Required action » Look through the entries below, please, and copy every line with the word "chrome".
[[ Material for this task, beginning ]]
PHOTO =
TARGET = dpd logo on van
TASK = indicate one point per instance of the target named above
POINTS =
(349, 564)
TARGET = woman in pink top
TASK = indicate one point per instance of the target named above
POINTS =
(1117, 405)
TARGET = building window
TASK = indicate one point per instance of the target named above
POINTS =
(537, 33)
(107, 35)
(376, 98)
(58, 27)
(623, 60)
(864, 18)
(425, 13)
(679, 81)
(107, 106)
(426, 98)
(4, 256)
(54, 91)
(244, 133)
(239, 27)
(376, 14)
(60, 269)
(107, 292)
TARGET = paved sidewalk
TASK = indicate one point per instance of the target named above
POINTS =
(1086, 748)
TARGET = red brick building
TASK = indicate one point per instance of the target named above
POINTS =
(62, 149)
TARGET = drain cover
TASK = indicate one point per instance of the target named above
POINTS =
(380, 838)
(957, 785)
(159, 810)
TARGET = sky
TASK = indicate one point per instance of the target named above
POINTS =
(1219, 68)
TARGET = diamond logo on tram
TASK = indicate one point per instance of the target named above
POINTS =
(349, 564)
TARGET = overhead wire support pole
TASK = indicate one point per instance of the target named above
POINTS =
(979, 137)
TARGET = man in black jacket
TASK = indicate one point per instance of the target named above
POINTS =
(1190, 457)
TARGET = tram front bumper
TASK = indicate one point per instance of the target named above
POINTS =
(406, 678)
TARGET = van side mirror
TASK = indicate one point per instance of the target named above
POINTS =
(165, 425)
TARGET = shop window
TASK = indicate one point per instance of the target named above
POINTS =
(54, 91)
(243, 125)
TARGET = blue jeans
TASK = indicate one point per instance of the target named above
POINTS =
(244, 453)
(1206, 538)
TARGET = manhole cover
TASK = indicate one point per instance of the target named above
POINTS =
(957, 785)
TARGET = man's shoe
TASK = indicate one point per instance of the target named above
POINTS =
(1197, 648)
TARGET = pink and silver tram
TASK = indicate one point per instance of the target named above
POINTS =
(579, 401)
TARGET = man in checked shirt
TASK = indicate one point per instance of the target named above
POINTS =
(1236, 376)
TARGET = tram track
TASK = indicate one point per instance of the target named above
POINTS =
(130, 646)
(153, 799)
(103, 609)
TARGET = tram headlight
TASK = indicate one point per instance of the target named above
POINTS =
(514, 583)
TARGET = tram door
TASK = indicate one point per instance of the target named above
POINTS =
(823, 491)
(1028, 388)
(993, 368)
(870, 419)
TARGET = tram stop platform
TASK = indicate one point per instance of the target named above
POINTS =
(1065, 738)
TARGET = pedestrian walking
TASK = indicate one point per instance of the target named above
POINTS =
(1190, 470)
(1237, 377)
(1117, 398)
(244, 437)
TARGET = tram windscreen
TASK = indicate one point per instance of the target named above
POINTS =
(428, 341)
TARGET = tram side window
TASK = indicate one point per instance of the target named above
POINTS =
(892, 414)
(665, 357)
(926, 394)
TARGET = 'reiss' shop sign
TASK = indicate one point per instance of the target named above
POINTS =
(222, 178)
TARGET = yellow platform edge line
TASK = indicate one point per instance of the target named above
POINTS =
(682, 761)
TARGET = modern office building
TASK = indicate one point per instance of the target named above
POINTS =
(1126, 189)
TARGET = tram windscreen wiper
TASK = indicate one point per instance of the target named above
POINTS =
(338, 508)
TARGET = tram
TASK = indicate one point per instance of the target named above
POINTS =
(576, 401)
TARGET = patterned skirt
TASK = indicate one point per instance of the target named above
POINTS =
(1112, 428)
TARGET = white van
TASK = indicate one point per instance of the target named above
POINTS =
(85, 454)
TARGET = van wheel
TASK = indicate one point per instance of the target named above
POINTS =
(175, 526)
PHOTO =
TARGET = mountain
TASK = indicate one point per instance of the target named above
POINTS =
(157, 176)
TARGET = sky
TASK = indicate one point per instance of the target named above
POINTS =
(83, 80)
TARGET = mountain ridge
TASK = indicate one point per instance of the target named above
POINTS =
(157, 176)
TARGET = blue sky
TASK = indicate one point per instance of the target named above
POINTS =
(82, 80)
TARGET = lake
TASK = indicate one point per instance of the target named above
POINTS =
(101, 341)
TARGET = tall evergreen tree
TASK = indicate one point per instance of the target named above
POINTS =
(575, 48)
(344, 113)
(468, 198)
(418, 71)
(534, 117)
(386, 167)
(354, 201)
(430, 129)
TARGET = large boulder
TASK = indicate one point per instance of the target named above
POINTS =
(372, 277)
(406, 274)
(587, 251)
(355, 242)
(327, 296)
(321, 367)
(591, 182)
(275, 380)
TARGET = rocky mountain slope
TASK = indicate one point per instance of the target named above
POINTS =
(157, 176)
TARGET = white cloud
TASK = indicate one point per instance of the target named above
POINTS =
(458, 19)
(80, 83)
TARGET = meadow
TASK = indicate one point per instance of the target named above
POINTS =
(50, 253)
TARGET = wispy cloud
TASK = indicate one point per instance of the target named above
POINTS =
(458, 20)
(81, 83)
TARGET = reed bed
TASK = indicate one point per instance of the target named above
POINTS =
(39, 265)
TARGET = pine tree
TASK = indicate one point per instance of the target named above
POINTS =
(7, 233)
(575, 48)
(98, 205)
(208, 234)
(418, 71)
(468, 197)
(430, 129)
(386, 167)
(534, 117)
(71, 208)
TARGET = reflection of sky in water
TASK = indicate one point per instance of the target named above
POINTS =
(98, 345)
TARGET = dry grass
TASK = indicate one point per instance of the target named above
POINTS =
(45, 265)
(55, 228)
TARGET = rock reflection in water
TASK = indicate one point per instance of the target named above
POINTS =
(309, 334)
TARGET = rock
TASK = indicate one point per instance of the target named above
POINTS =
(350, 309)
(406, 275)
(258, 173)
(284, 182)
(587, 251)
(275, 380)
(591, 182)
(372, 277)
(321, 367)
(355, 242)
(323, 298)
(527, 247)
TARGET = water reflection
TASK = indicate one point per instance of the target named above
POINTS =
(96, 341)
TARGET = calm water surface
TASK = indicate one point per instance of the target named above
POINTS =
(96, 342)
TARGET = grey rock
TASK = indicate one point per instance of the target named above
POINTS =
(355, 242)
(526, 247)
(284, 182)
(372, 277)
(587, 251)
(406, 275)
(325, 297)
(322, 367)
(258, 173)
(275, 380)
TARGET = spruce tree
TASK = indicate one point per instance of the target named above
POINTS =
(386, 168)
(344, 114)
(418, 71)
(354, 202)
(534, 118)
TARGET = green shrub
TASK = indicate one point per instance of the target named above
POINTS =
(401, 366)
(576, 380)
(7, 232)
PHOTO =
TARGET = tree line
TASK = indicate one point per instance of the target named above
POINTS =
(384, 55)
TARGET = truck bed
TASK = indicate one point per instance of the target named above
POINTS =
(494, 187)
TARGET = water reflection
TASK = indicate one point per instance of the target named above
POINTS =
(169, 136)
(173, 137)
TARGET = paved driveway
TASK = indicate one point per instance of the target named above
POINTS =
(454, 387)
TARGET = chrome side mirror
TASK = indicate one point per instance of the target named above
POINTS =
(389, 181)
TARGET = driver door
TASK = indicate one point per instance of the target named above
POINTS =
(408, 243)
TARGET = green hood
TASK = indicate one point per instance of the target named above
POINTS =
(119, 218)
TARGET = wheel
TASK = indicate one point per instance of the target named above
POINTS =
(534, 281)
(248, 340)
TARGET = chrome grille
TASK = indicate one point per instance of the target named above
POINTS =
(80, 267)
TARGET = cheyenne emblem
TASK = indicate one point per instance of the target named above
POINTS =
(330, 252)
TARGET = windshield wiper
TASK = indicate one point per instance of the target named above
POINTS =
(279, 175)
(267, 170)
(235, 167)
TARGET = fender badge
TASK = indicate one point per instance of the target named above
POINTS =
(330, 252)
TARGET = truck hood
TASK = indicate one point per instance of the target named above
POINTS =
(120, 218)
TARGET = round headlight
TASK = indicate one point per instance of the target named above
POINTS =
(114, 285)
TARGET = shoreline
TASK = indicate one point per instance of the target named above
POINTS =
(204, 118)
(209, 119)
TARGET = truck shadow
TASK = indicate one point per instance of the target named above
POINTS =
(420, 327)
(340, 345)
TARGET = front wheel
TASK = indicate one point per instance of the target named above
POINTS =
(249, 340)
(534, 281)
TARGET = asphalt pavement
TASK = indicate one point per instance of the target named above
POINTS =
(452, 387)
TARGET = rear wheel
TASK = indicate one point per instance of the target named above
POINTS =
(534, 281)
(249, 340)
[[ Material for this task, end ]]
Result of this exercise »
TARGET = chrome side mirror
TARGET = chrome grille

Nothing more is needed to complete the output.